Tasks to complete >>
1/ Copy the pybedtools passage between "We can still" and "a.merge(i=a.fn, d=100, s=True)", inclusive, substituting "specific" for "explicit".
2/ According to the pybedtools passage, which attribute indicates the file a BedTool uses as input?
Start of Text segment
In general, BEDTools_ programs that accept a single BED file as input
(by convention typically specified with the :option:`-i` option) the
default behavior for :mod:`pybedtools` is to use the :class:`BedTool`'s
file (indicated in the :attr:`BedTool.fn` attribute) as input.  

We can still pass a file using the `i` keyword argument if we wanted to be
absolutely explicit.  In fact, the following two versions produce the same
output:

.. doctest::

    >>> # The default is to use existing file for input -- no need
    >>> # to specify "i" . . .
    >>> result1 = a.merge(d=100, s=True)

    >>> # . . . but you can always be explicit if you'd like
    >>> result2 = a.merge(i=a.fn, d=100, s=True)

    >>> # Confirm that the output is identical
    >>> result1 == result2
    True

Methods that have this type of default behavior are indicated by the following text in their docstring::

    .. note::

        For convenience, the file this BedTool object points to is passed as "-i"
End of Text segment
Start of Data provided
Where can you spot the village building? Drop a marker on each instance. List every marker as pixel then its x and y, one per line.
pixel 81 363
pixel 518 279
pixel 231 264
End of Data provided
The answers >>
1/
We can still pass a file using the `i` keyword argument if we wanted to be
absolutely specific.  In fact, the following two versions produce the same
output:

.. doctest::

    >>> # The default is to use existing file for input -- no need
    >>> # to specify "i" . . .
    >>> result1 = a.merge(d=100, s=True)

    >>> # . . . but you can always be specific if you'd like
    >>> result2 = a.merge(i=a.fn, d=100, s=True)

2/ The BedTool.fn attribute.